Description of the task:
Repeat the listing below in full, exactly as it stands.

Coordinate annotation records:
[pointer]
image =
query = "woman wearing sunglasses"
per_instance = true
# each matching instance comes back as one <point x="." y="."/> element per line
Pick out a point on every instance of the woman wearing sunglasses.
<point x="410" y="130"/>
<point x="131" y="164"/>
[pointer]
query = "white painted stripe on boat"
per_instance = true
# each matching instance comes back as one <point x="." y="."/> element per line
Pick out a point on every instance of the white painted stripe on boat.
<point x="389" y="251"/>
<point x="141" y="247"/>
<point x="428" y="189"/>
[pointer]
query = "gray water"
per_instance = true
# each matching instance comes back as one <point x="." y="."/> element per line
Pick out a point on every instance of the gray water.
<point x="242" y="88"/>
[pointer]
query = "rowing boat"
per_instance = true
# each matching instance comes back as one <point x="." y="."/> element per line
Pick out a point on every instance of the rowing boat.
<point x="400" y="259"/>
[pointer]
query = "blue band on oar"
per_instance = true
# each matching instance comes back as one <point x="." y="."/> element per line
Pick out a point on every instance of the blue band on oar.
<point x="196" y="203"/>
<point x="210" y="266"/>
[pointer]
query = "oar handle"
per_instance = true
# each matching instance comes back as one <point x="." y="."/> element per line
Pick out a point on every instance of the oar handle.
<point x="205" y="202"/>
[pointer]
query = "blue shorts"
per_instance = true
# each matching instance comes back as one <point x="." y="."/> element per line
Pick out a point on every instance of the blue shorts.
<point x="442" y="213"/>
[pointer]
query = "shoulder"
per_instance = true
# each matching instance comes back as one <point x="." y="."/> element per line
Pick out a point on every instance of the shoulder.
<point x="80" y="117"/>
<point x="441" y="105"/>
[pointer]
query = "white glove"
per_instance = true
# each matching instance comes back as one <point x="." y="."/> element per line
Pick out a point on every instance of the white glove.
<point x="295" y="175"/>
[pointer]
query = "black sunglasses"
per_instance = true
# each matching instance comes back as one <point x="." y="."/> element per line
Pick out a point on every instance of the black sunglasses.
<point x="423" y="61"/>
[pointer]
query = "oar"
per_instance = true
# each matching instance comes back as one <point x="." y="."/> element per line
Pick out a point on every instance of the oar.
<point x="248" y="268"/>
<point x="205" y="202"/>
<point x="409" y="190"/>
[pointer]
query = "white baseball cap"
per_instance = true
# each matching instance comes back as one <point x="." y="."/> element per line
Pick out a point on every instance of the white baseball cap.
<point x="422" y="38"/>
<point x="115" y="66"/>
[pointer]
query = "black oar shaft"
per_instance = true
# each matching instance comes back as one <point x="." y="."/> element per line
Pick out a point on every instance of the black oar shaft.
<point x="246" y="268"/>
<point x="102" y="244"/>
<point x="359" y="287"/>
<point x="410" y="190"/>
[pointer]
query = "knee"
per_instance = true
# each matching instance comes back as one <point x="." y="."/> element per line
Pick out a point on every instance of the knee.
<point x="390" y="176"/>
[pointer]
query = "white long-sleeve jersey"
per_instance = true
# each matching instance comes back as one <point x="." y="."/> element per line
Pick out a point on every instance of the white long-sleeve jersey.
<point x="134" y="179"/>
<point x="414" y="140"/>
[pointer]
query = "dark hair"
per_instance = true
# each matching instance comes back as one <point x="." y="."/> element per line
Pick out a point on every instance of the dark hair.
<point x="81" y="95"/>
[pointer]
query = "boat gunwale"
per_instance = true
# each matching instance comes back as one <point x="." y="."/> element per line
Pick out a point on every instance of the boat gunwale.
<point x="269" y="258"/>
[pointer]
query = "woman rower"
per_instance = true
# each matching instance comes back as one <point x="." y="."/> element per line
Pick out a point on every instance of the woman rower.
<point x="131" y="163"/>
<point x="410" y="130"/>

Result of this task:
[pointer]
image =
query = "woman wearing sunglasses"
per_instance = true
# each matching instance comes back as one <point x="." y="."/> element per line
Pick out a point on every instance of the woman wearing sunglasses.
<point x="410" y="130"/>
<point x="131" y="164"/>
[pointer]
query = "white painted stripe on boat"
per_instance = true
# each matching instance comes back as one <point x="." y="."/> element per line
Pick out a point on every instance of the white painted stripe on boat.
<point x="389" y="251"/>
<point x="141" y="247"/>
<point x="428" y="189"/>
[pointer]
query = "gray water"
per_instance = true
# each matching instance comes back as one <point x="." y="."/> element per line
Pick out a point on every instance of the gray water.
<point x="242" y="88"/>
[pointer]
query = "rowing boat"
per_instance = true
# each matching instance comes back as one <point x="." y="."/> element per line
Pick out a point on every instance of the rowing boat.
<point x="400" y="259"/>
[pointer]
query = "blue band on oar"
per_instance = true
# each matching instance comes back as one <point x="." y="."/> element per line
Pick out a point on every instance of the blue band on oar.
<point x="196" y="203"/>
<point x="210" y="266"/>
[pointer]
query = "oar handle"
per_instance = true
# each matching instance comes back as one <point x="." y="."/> element per line
Pick out a point on every instance of the oar handle.
<point x="205" y="202"/>
[pointer]
query = "blue shorts"
per_instance = true
# each matching instance comes back as one <point x="." y="."/> element per line
Pick out a point on every instance of the blue shorts.
<point x="442" y="213"/>
[pointer]
query = "shoulder"
per_instance = true
# each matching instance comes back as one <point x="." y="."/> element per line
Pick out a point on every instance of the shoulder.
<point x="80" y="117"/>
<point x="441" y="105"/>
[pointer]
query = "white glove"
per_instance = true
# each matching instance comes back as one <point x="." y="."/> element per line
Pick out a point on every instance of the white glove.
<point x="295" y="175"/>
[pointer]
query = "black sunglasses"
per_instance = true
# each matching instance comes back as one <point x="." y="."/> element per line
Pick out a point on every instance of the black sunglasses.
<point x="423" y="61"/>
[pointer]
query = "oar"
per_instance = true
# each matching instance comes back as one <point x="." y="."/> element per line
Pick out a point on every instance of the oar.
<point x="248" y="268"/>
<point x="205" y="202"/>
<point x="409" y="190"/>
[pointer]
query = "white baseball cap"
per_instance = true
# each matching instance comes back as one <point x="." y="."/> element per line
Pick out a point on every instance of the white baseball cap.
<point x="422" y="38"/>
<point x="115" y="66"/>
[pointer]
query = "black oar shaft"
per_instance = true
# each matching instance comes back as one <point x="." y="."/> element per line
Pick out a point on every instance of the black oar shaft.
<point x="246" y="268"/>
<point x="102" y="244"/>
<point x="359" y="287"/>
<point x="410" y="190"/>
[pointer]
query = "knee"
per_instance = true
# each matching instance comes back as one <point x="." y="."/> element per line
Pick out a point on every instance of the knee.
<point x="390" y="176"/>
[pointer]
query = "white long-sleeve jersey"
per_instance = true
# each matching instance comes back as one <point x="." y="."/> element per line
Pick out a point on every instance of the white long-sleeve jersey.
<point x="134" y="179"/>
<point x="414" y="140"/>
[pointer]
query = "dark hair"
per_instance = true
# each matching instance comes back as one <point x="." y="."/> element per line
Pick out a point on every instance of the dark hair.
<point x="81" y="95"/>
[pointer]
query = "boat gunwale"
per_instance = true
# each matching instance comes back as one <point x="." y="."/> element per line
Pick out a point on every instance of the boat gunwale.
<point x="269" y="258"/>
[pointer]
query = "woman rower"
per_instance = true
# each matching instance comes back as one <point x="." y="."/> element per line
Pick out a point on every instance of the woman rower.
<point x="131" y="163"/>
<point x="410" y="130"/>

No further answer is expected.